Essen. Tel Avivs Oberbürgermeister Ron Huldai hat Essen spontan einen 24-stündigen Besuch abgestattet. Erst vor einem Monat hatte eine Delegation um Essens Stadtoberhaupt Reinhard Paß die israelische Partnerstadt besucht. Beim Kurzstopp wurden nun erste Details einer universitären Kooperation verabredet.
Strenggenommen ist schon der Begriff Städtepartnerschaft irreführend. Städte können keine Partner sein, alles hängt von den Menschen ab, die diese Partnerschaften stiften, prägen, leben. Was Essen und das israelische Tel Aviv angeht, dämmerte die mehr als zwei Jahrzehnte alte Partnerschaft etwa zwei Jahrzehnte lang vor sich hin.
An diesem Mittwoch steht Tel Avivs Oberbürgermeister Ron Huldai in der 22. Etage des Rathauses und wischt diese betrübliche Geschichte mit einigen herzlichen Worten beiseite: „Manchmal sieht man sich 20 Jahre nicht, manchmal sieht man sich jeden Monat. Hauptsache, wenn man zusammen ist, versteht man sich gut – so wie es hier ist.“ Hier, das ist die Bel Etage des Rathauses, wo nun die Stadtspitze zum Mittagessen mit dem israelischen Gast zusammengekommen ist.

• **VORLIEGENDE DATENSÄTZE**:
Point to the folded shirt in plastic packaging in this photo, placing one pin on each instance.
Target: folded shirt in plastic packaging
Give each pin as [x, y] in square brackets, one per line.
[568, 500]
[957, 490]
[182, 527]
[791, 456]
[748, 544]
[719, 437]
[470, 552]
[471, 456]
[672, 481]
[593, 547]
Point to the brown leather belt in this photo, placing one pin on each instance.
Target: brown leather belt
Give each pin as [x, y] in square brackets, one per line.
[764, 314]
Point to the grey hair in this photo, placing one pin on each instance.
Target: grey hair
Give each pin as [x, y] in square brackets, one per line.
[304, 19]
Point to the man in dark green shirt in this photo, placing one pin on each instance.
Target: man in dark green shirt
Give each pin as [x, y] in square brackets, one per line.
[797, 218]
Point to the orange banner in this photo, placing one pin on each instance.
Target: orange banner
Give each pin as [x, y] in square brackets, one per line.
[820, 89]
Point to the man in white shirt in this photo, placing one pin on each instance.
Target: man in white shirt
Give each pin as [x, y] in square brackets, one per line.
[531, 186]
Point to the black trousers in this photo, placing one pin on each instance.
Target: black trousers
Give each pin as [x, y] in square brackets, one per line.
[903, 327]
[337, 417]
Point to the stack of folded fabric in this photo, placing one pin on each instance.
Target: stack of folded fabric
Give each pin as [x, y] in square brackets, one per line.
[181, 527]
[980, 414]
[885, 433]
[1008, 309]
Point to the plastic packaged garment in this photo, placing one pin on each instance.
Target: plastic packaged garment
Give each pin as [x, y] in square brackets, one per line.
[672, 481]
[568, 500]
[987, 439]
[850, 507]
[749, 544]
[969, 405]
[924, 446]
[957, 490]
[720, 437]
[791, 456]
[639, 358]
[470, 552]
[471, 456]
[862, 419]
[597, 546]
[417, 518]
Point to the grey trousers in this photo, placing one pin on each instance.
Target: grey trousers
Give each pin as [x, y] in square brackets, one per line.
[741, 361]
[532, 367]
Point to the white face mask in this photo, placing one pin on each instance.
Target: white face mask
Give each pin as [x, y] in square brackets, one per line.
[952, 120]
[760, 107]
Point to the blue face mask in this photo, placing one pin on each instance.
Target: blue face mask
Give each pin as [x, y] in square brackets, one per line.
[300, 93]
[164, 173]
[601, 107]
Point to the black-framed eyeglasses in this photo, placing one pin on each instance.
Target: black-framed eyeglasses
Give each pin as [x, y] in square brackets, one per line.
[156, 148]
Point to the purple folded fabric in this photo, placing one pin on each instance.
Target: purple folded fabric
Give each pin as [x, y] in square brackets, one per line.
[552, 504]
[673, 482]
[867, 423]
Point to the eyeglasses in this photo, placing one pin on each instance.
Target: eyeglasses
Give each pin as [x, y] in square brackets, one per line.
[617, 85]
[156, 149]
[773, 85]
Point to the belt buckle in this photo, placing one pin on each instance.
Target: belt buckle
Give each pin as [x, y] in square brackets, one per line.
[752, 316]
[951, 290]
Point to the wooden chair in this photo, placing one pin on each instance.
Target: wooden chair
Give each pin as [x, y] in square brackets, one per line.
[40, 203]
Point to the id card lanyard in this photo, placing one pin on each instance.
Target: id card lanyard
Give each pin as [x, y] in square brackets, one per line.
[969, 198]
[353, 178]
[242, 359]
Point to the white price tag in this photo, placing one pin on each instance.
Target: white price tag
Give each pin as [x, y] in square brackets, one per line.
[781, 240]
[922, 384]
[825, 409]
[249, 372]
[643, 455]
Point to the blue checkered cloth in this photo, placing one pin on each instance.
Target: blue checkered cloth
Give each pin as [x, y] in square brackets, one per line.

• **ZU ERLEDIGEN**:
1. Schreibe einen Abschnitt aus dem Lesetext wortgetreu ab. Beginne bei den Worten „Strenggenommen ist schon“ und höre nach den Worten „Gast zusammengekommen ist.“ auf.
2. Was wurde laut Lesetext bei Huldais Kurzstopp in Essen verabredet?

• **ANTWORTEN JE AUFGABE**:
1.
Strenggenommen ist schon der Begriff Städtepartnerschaft irreführend. Städte können keine Partner sein, alles hängt von den Menschen ab, die diese Partnerschaften stiften, prägen, leben. Was Essen und das israelische Tel Aviv angeht, dämmerte die mehr als zwei Jahrzehnte alte Partnerschaft etwa zwei Jahrzehnte lang vor sich hin.
An diesem Mittwoch steht Tel Avivs Oberbürgermeister Ron Huldai in der 22. Etage des Rathauses und wischt diese betrübliche Geschichte mit einigen herzlichen Worten beiseite: „Manchmal sieht man sich 20 Jahre nicht, manchmal sieht man sich jeden Monat. Hauptsache, wenn man zusammen ist, versteht man sich gut – so wie es hier ist.“ Hier, das ist die Bel Etage des Rathauses, wo nun die Stadtspitze zum Mittagessen mit dem israelischen Gast zusammengekommen ist.

2. Erste Details einer universitären Kooperation.